Objective
In this challenge, you will learn the usage of the for loop, which is a programming language statement which allows code to be executed until a terminal condition is met. They can even repeat forever if the terminal condition is never met.
The syntax for the for loop is:
for ( <expression_1> ; <expression_2> ; <expression_3> )
<statement>
- expression_1 is used for intializing variables which are generally used for controlling the terminating flag for the loop.
- expression_2 is used to check for the terminating condition. If this evaluates to false, then the loop is terminated.
- expression_3 is generally used to update the flags/variables.
The following loop initializes to 0, tests that is less than 10, and increments at every iteration. It will execute 10 times.
for(int i = 0; i < 10; i++) {
...

→ **JOBS**:
A: Reproduce the passage on the for loop word for word, between "- expression_3 is" and "execute 10 times.", inclusive.
B: According to the passage on the for loop, what happens when expression_2 evaluates to false?

→ **LISTING**:

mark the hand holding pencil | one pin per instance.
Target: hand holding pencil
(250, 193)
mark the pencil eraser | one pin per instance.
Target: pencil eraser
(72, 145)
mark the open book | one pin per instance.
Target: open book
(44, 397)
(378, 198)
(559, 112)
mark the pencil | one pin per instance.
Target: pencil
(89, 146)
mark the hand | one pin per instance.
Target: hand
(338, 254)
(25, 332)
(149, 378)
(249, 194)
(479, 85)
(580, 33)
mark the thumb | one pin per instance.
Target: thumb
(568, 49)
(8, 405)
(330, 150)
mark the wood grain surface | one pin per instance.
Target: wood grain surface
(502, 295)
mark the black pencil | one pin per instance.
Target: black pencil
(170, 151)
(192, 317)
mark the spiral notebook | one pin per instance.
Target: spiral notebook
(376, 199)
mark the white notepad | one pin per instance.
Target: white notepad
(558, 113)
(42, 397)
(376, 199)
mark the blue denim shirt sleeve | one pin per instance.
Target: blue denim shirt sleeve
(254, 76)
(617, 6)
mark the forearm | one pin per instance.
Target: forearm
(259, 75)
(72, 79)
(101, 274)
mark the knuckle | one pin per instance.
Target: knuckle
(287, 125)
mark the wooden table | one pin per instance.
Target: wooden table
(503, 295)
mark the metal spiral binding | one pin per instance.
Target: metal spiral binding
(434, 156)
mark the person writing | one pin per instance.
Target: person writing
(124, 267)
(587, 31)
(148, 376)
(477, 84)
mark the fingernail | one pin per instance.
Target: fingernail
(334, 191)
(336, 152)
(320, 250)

→ **SOLUTIONS TO THE PROBLEMS**:
A:
- expression_3 is generally used to update the flags/variables.
The following loop initializes to 0, tests that is less than 10, and increments at every iteration. It will execute 10 times.

B: The loop is terminated.